■ **DIRECTIONS**
How many lines in the records below contain the string "conifer", with case counting? Reply with the number alone.
────────────────────
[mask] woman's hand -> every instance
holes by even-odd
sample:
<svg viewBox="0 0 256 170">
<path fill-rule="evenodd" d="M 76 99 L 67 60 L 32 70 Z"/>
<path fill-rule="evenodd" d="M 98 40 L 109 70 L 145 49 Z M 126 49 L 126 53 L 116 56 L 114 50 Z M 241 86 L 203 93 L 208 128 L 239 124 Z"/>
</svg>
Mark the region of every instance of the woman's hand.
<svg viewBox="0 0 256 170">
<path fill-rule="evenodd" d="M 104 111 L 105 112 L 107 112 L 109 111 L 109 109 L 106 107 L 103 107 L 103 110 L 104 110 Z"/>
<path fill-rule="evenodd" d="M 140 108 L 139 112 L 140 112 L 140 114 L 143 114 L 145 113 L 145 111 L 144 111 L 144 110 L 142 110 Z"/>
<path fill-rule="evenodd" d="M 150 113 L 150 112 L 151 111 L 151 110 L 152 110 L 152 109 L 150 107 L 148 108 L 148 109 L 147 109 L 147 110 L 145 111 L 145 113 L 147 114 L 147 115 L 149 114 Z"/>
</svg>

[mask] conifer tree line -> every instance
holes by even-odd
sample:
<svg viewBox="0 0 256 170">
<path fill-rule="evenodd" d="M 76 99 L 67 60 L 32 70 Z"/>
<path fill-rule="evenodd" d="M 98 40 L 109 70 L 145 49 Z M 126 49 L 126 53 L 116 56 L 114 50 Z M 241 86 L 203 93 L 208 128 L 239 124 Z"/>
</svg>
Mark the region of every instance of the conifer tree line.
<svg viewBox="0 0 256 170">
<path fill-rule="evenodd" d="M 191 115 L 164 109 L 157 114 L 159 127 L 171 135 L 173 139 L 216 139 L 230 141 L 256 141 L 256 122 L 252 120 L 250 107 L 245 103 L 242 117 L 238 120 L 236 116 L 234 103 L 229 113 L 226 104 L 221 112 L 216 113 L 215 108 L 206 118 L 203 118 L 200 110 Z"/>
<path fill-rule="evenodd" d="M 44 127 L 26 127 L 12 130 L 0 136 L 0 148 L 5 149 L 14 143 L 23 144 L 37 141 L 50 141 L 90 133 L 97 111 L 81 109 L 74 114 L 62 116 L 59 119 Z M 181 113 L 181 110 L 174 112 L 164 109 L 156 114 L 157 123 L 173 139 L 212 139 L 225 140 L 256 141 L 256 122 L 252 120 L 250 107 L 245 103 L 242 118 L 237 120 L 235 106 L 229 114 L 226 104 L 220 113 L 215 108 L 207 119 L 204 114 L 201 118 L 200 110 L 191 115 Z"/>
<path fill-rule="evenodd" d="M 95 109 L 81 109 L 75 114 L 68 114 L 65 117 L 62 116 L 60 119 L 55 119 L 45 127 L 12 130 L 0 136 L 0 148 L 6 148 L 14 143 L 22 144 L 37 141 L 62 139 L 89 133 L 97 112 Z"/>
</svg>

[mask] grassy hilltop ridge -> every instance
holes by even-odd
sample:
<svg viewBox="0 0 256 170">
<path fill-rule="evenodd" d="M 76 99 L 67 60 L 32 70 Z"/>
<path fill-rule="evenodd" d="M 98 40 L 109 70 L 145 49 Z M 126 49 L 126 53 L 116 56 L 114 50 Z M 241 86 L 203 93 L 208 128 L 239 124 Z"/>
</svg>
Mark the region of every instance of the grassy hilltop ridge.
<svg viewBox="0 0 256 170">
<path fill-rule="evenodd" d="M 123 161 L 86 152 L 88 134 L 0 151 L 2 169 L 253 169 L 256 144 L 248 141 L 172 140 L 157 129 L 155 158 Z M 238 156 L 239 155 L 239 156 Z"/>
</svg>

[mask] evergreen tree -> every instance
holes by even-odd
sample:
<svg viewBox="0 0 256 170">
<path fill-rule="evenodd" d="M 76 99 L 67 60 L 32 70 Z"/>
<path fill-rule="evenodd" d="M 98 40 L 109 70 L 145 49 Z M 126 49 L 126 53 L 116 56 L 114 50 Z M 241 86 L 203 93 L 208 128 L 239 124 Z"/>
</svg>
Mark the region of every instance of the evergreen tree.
────────────────────
■ **ANSWER TO THE TASK**
2